[Begin Extract]

Re: Warning on mremapped uffd-wp memory

Peter Xu <peterx@xxxxxxxxxx> · Tue, 1 Oct 2024 11:42:07 -0400

On Tue, Oct 01, 2024 at 04:31:31PM +0100, Ryan Roberts wrote:
> On 01/10/2024 16:10, Peter Xu wrote:
> > On Tue, Oct 01, 2024 at 03:27:48PM +0100, Ryan Roberts wrote:
> >> Hi Peter,
> >>
> >> On 08/08/2024 12:25, Ryan Roberts wrote:
> >>> On 07/08/2024 19:59, Peter Xu wrote:
> >>>> On Wed, Aug 07, 2024 at 12:18:18PM +0200, David Hildenbrand wrote:
> >>>>> On 07.08.24 10:58, David Hildenbrand wrote:
> >>>>>> On 06.08.24 22:29, Peter Xu wrote:
> >>>>>>> On Tue, Aug 06, 2024 at 06:37:55PM +0200, David Hildenbrand wrote:
> >>>>>>>> On 06.08.24 17:15, Ryan Roberts wrote:
> >>>>>>>>> Hi Peter, David,
> >>>>>>>
> >>>>>>> Hi, Ryan,
> >>>>>>>
> >>>>>>>>>
> >>>>>>>>> syzkaller has found an issue (at least on arm64, but I suspect it will be
> >>>>>>>>> visible on x86_64 too) that triggers the following warning:
> >>>>>>>
> >>>>>>> This is true.  I can easily reproduce..
> >>>>>>>
> >>
> >> [...]
> >>
> >>>> When I'm looking at this specific issue again, it's more than ptes that
> >>>> should need to remove the uffd-wp bit.  We have:
> >>>>
> >>>>   - pmd/pud/hugetlb in other paths that will need similar care..
> >>>>
> >>>>   - move_page_tables() smartness on HAVE_MOVE_PUD.. where we may need to
> >>>>     walk the pmd page removing the bits when necessary..

[End Extract]
[Begin Listed entries]

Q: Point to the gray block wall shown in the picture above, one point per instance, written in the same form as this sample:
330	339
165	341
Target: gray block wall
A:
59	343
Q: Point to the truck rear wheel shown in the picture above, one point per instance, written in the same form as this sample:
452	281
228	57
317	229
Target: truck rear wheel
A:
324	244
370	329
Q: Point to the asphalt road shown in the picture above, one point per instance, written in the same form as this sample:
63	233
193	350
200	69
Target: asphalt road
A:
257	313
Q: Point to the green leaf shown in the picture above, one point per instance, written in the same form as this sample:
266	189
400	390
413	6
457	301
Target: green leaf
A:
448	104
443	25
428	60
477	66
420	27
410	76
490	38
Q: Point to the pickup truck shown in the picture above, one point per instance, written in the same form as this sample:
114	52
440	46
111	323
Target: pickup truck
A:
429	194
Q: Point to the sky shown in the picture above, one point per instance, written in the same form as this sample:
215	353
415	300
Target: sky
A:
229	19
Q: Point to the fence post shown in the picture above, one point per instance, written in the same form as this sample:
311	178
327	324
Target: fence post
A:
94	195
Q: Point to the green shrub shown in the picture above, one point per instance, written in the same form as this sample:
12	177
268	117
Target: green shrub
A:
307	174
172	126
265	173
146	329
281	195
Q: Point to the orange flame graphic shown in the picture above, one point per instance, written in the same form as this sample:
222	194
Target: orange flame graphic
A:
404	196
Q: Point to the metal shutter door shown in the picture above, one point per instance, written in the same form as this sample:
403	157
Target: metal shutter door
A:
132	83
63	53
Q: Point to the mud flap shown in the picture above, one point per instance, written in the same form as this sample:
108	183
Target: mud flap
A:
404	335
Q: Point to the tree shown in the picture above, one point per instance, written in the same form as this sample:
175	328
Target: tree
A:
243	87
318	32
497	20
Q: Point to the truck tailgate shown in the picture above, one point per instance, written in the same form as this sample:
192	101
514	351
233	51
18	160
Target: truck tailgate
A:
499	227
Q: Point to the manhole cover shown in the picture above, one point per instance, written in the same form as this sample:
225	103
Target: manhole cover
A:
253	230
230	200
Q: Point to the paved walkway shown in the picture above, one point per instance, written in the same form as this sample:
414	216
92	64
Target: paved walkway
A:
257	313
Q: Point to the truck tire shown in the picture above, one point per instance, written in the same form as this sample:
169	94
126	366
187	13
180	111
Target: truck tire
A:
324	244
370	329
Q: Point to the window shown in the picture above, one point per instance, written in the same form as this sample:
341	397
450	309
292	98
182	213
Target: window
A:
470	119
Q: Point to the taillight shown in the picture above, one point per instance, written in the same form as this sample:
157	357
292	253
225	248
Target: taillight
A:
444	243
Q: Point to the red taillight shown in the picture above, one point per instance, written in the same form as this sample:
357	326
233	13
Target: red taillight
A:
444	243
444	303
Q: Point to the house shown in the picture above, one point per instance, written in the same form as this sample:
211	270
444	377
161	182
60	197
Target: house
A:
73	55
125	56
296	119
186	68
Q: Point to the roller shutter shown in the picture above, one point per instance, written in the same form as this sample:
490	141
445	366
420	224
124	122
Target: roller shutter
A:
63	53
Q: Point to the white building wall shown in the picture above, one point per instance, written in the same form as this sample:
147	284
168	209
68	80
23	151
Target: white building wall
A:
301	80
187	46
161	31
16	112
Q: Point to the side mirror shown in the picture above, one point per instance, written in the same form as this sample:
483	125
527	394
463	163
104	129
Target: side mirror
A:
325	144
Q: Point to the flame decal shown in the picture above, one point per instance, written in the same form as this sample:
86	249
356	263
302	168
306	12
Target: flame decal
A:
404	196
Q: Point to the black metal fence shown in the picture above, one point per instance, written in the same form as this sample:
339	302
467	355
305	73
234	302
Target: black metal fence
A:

[End Listed entries]

Brief 1 -
In the thread on the uffd-wp warning, why is clearing the uffd-wp bit on ptes alone said to be insufficient?
Brief 2 -
Name everyone shown writing a message in the thread on the uffd-wp warning.
Brief 3 -
Continue the thread on the uffd-wp warning after its last line.

Exercise result 1 -
Other paths that handle pmd, pud and hugetlb entries will need similar care. Also, the move_page_tables() smartness on HAVE_MOVE_PUD may mean walking the pmd page to remove the bits when necessary.

Exercise result 2 -
Peter Xu, Ryan Roberts, David Hildenbrand

Exercise result 3 -
> >>>>
> >>>>   - more importantly, mremap_userfaultfd_prep() might be too late if it's
> >>>>     after moving pgtables..
> >>>>
> >>>>   - [not yet started looking] the mlock issue Ryan mentioned..
> >>>>
> >>>> Looks like we'll need more things to fix and test..
> >>>>
> >>>> I wished if I can simply disable UFFD_WP + EVENT_REMAP, but I think even
> >>>> with that, by default when mremap() we should still logically tear down all
> >>>> those uffd-wp bits which is the same as !EVENT_REMAP now..
> >>>>
> >>>> Let me know if anyone would like to beat me to it on fixing the whole
> >>>> thing, I'd be more than happy..  
> >>>
> >>> Afraid I won't be able to sign up to doing that work.
> >>>
> >>> Otherwise, I'll probably need to postpone
> >>>> the fix of this issue for 1-2 weeks but finish some other things first..
> >>
> >> I'm not sure if there was any progress on this? We are still seeing the problem
> >> on v6.12-rc1.
> > 
> > Hi, Ryan,
> > 
> > I haven't yet got free time to look at this, sorry.  I confess I didn't
> > prioritize this as high, as I doubt anyone would make real use of it, or
> > hit this issue in real workloads, and it'll even slow down generic
> > workloads even if slightly.
> 
> No problem, I'm acting as the middle man really, given -rc1 is out, Mark has
> been running his usual fuzzing and noted that the issue still exists. So I
> thought I'd just enquire to see if you were able to make any progress. I agree
> its not high priority. Although for a panic_on_warn=1 kernel (which I understand
> some use in deployment), this means that user space can panic the system, so I
> guess it needs to be addressed eventually.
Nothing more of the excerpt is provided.